■ What you will do: The answer must be every line of the data that holds the word "green".

■ Data records:

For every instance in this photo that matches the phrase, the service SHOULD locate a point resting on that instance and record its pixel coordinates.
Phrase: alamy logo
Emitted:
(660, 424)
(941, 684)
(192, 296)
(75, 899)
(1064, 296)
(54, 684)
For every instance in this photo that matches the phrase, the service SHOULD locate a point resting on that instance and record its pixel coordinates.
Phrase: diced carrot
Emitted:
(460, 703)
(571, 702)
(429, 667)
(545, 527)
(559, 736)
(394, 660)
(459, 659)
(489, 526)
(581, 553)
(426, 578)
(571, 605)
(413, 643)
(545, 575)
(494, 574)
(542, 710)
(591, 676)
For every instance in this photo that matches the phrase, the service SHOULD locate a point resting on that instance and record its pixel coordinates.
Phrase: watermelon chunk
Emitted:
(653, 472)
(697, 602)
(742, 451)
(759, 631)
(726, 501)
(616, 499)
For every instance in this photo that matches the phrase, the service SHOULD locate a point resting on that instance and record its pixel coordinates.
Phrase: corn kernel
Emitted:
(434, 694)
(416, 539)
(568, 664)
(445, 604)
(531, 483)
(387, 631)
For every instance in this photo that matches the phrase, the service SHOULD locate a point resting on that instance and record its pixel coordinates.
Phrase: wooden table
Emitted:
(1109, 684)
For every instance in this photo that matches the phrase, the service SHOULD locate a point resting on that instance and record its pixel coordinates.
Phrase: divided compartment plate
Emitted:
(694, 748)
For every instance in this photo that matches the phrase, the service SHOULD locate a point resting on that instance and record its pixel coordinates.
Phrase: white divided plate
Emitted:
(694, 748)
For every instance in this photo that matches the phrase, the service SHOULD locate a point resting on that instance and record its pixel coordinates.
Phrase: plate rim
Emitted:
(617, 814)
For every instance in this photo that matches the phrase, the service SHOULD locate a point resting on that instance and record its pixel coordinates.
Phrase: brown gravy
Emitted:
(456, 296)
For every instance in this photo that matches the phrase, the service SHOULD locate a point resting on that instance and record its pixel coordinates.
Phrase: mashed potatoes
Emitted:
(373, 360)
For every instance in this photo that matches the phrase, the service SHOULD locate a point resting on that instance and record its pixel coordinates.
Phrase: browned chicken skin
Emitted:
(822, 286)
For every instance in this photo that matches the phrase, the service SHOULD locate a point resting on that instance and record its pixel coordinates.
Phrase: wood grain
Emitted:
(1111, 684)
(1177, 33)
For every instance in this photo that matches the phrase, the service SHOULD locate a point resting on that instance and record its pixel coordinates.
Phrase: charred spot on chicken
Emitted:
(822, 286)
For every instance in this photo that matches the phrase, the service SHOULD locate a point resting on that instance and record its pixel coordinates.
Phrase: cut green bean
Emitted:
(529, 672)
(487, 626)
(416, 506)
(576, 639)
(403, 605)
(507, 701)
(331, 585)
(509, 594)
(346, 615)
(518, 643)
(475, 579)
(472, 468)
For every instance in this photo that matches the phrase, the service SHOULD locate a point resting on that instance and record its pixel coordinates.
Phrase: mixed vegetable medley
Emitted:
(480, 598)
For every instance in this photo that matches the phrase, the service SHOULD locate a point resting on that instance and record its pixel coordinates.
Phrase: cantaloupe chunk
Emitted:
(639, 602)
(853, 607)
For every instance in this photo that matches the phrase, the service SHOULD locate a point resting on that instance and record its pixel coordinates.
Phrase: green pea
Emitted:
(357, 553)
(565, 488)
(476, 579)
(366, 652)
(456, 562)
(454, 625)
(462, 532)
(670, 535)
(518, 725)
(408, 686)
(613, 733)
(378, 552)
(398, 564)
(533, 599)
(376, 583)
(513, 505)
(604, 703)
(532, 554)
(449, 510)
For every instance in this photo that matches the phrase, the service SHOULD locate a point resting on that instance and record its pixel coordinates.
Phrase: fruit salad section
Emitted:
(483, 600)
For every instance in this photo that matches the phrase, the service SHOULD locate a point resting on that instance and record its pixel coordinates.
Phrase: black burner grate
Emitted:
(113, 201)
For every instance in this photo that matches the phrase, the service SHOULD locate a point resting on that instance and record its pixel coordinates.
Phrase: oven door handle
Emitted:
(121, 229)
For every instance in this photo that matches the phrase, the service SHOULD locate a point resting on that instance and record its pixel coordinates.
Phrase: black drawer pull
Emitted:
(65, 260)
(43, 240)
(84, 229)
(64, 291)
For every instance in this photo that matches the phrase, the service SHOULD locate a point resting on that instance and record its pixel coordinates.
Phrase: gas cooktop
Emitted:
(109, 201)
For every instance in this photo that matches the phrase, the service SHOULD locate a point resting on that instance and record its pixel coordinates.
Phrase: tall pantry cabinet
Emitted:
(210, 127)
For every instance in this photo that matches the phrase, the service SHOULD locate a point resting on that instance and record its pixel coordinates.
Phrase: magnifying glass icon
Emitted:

■ Problem solution:
Phrase: cut green bean
Phrase: green pea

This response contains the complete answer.